» WHAT IS NEEDED: Every record below should be printed exactly as it appears.

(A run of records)
#####
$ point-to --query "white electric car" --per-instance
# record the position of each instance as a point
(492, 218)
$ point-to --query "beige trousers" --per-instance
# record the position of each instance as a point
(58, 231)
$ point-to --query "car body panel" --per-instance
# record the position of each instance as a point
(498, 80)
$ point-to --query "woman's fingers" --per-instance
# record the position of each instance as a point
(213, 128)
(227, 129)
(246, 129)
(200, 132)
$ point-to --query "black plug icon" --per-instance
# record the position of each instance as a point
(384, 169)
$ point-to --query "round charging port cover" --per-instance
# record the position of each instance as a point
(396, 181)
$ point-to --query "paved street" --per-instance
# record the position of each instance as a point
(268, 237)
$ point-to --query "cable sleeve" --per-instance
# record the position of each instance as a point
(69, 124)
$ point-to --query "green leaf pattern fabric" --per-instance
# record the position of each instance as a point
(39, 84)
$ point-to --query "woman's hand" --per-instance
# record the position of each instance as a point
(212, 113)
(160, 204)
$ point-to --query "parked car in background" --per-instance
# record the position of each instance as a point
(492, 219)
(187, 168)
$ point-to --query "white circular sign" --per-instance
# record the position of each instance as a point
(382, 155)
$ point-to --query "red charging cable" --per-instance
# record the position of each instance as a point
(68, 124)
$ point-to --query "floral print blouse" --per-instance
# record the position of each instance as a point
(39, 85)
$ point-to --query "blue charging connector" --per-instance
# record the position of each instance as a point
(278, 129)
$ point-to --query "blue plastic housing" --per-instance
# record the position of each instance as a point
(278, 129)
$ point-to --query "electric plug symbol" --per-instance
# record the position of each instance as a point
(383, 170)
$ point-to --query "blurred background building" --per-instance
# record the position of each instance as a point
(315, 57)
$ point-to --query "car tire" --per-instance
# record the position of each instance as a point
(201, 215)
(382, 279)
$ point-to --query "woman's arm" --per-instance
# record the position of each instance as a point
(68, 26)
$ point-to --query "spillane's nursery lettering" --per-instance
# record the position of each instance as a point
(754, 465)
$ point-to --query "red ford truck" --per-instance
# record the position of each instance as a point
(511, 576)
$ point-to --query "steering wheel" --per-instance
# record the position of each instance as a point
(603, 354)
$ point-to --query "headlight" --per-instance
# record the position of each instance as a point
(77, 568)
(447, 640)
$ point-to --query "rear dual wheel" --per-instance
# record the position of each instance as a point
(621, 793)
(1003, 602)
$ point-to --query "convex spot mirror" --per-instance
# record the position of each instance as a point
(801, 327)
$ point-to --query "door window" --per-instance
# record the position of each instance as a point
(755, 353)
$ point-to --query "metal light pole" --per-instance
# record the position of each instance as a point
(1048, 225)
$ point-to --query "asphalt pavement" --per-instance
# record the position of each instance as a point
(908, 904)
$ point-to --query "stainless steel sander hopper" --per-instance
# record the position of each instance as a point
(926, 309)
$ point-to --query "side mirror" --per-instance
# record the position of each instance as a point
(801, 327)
#####
» REPLY TO THE TASK:
$ point-to --query "white electric car" --per-instance
# record the position of each instance as a point
(492, 218)
$ point-to --query "beige trousers" --per-instance
# record the position of each instance as a point
(58, 231)
$ point-to --query "car body panel" --per-instance
# record the position of each instance as a point
(498, 80)
$ point-to --query "woman's fingers" --per-instance
# record the position of each instance as a point
(213, 128)
(227, 129)
(246, 129)
(200, 132)
$ point-to --query "black plug icon" --per-instance
# record the position of each instance as a point
(384, 169)
$ point-to --query "round charging port cover" --per-instance
# record the position of each instance as a point
(396, 181)
$ point-to --query "paved street" --per-instance
# record the position of each instance as a point
(268, 237)
$ point-to --query "cable sleeve" --per-instance
# record the position of each instance as a point
(69, 124)
$ point-to --query "green leaf pattern fabric" --per-instance
# record the position of each instance as a point
(39, 84)
$ point-to --query "woman's hand" --per-instance
# record the position of each instance as a point
(212, 113)
(160, 204)
$ point-to --query "parked car in background" --per-instance
# record the position of each instance as a point
(492, 219)
(187, 168)
$ point-to --query "white circular sign" --per-instance
# record the position of each instance as a point
(382, 155)
$ point-to --query "red charging cable" --per-instance
# record the position of each instance as a point
(68, 124)
$ point-to --query "floral print blouse" --per-instance
# record the position of each instance as a point
(39, 85)
$ point-to --query "blue charging connector" --per-instance
# record the position of each instance as a point
(278, 129)
$ point-to --query "blue plastic housing" --per-instance
# record the position of each instance as a point
(278, 129)
$ point-to --query "electric plug symbol" --per-instance
# record the position of each instance as a point
(383, 170)
$ point-to --query "blurred background building" --per-instance
# record the position of each instance as a point
(315, 57)
$ point-to --query "car tire" --per-instance
# record the position of each instance as a point
(201, 215)
(382, 279)
$ point-to --query "woman's arm" --per-instance
# record the position of each instance as a point
(68, 26)
$ point-to --query "spillane's nursery lettering" --per-instance
# record the position of each instance as a point
(754, 465)
$ point-to --query "red ford truck" --per-instance
# record the position of each instance as a point
(511, 576)
$ point-to --query "steering wheel" --per-instance
# record the position of each instance as a point
(603, 354)
$ point-to --query "headlight" --per-instance
# record the position of each instance as a point
(77, 568)
(447, 640)
$ point-to --query "rear dual wheel" --per-instance
# record the position of each instance as a point
(621, 793)
(1003, 602)
$ point-to --query "convex spot mirror" --per-instance
# record the position of each instance as a point
(801, 327)
$ point-to --query "door window" --per-instance
# record the position of each instance as a point
(755, 353)
$ point-to --query "metal light pole" --per-instance
# record the position of each instance as a point
(1048, 225)
$ point-to --query "asphalt pavement" --per-instance
# record the position of each instance as a point
(908, 904)
$ point-to --query "stainless steel sander hopper" --per-instance
# record the position of each instance as a point
(926, 309)
$ point-to --query "side mirror" --per-instance
# record the position of each instance as a point
(801, 327)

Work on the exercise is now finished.